• [Problem description] Turn every line of the rows below into a Markdown table with two columns, Line No. and Text. Number each line in order and leave out blank lines.

Some records
/---
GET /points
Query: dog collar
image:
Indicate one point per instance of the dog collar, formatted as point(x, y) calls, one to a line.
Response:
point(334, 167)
\---
• [Finished task]
| Line No. | Text |
|---|---|
| 1 | GET /points |
| 2 | Query: dog collar |
| 3 | image: |
| 4 | Indicate one point per instance of the dog collar, formatted as point(x, y) calls, one to a line. |
| 5 | Response: |
| 6 | point(334, 167) |